Extracted material
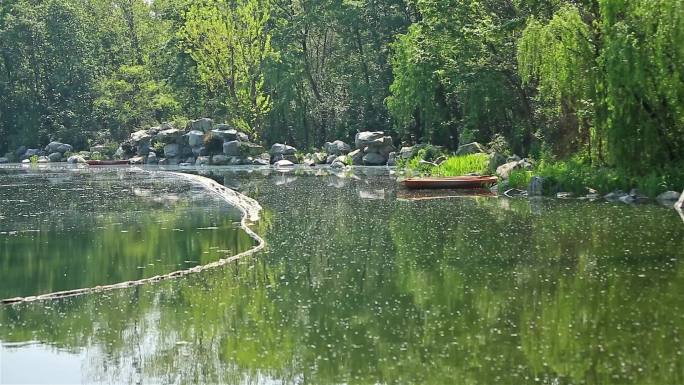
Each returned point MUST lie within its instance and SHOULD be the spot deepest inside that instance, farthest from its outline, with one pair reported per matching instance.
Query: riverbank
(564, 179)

---

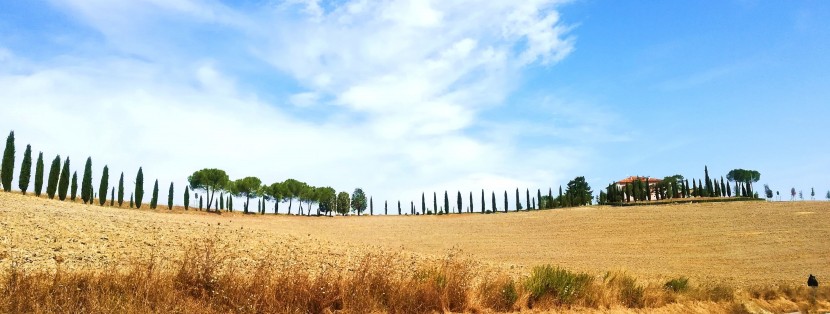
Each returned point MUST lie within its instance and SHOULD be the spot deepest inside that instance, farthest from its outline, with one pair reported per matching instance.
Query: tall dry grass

Do this
Count the lines in the records above that contain the word "Query", matching case exactly, and reply with only the number.

Output of the exercise
2